◆ Page text:
The Hundred Years War was one of the nastiest and most unnecessary conflicts in European history, waged on the flimsiest of pretexts and conducted, by the English at least, as a money-spinning proposition. It pitted a small and not-terribly-prosperous country against the richest and largest nation on the continent but England did surprisingly well for so long because of French disunity and, at critical moments, the superiority of dismounted bowman against heavy feudal cavalry.

One such moment occurred on this date in 1356 when an English army, led by Edward, “the Black Prince, heir to the throne, blundered into a much larger French force when returning from a raid. The result was the Battle of Poitiers and disaster for France.

The disparity in the size of the armies made Prince Edward look for a negotiated way out. The English offered to restore all the towns and castles which they had taken in the course of this campaign, to give up, unransomed, all their prisoners, and to bind themselves by oath to refrain for seven years from bearing arms against the king of France. But King Jean II, confident of victory, insisted on the Black Prince and a hundred of his best knights surrendering themselves as prisoners, a proposition which Edward and his army indignantly rejected.

When battle was joined the English longbow men repulsed charges by French knights, sending them into disarray and causing a large body of other cavalry to retreat without having seen action. Edward then charged with his own armoured horsemen and achieved victory by capturing Jean and one of his sons.

Jean was taken back to comfortable captivity in the Tower of London while an extortionate ransom was being negotiated. In the meantime France fell into chaos, peasant rebellions, and noble disunity from it took decades to recover.

◆ Work to complete:
**a)** Answer these questions from the Poitiers passage:
(i) Who led the English army at Poitiers?
(ii) For how many years did the English offer not to bear arms against the king of France?
(iii) Where was Jean held as a captive?
**b)** Restate the paragraph of the Poitiers passage that begins "The disparity in the size of the armies" as a short bulleted list, keeping its main facts.
**c)** Duplicate the Poitiers passage from "One such moment" to "army indignantly rejected.".

◆ Source material:
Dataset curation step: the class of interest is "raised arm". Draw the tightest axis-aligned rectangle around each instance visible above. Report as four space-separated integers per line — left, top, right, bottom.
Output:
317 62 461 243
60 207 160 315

◆ Answers per task:
**a)**
(i) Edward, "the Black Prince," heir to the throne.
(ii) Seven years.
(iii) The Tower of London.

**b)**
- Because his army was much smaller, Prince Edward sought a negotiated way out.
- The English offered to give back all towns and castles taken in the campaign.
- They offered to release all their prisoners without ransom.
- They offered to swear not to bear arms against the king of France for seven years.
- King Jean II, sure of victory, demanded that the Black Prince and a hundred of his best knights surrender as prisoners.
- Edward and his army indignantly refused.

**c)**
One such moment occurred on this date in 1356 when an English army, led by Edward, “the Black Prince, heir to the throne, blundered into a much larger French force when returning from a raid. The result was the Battle of Poitiers and disaster for France.

The disparity in the size of the armies made Prince Edward look for a negotiated way out. The English offered to restore all the towns and castles which they had taken in the course of this campaign, to give up, unransomed, all their prisoners, and to bind themselves by oath to refrain for seven years from bearing arms against the king of France. But King Jean II, confident of victory, insisted on the Black Prince and a hundred of his best knights surrendering themselves as prisoners, a proposition which Edward and his army indignantly rejected.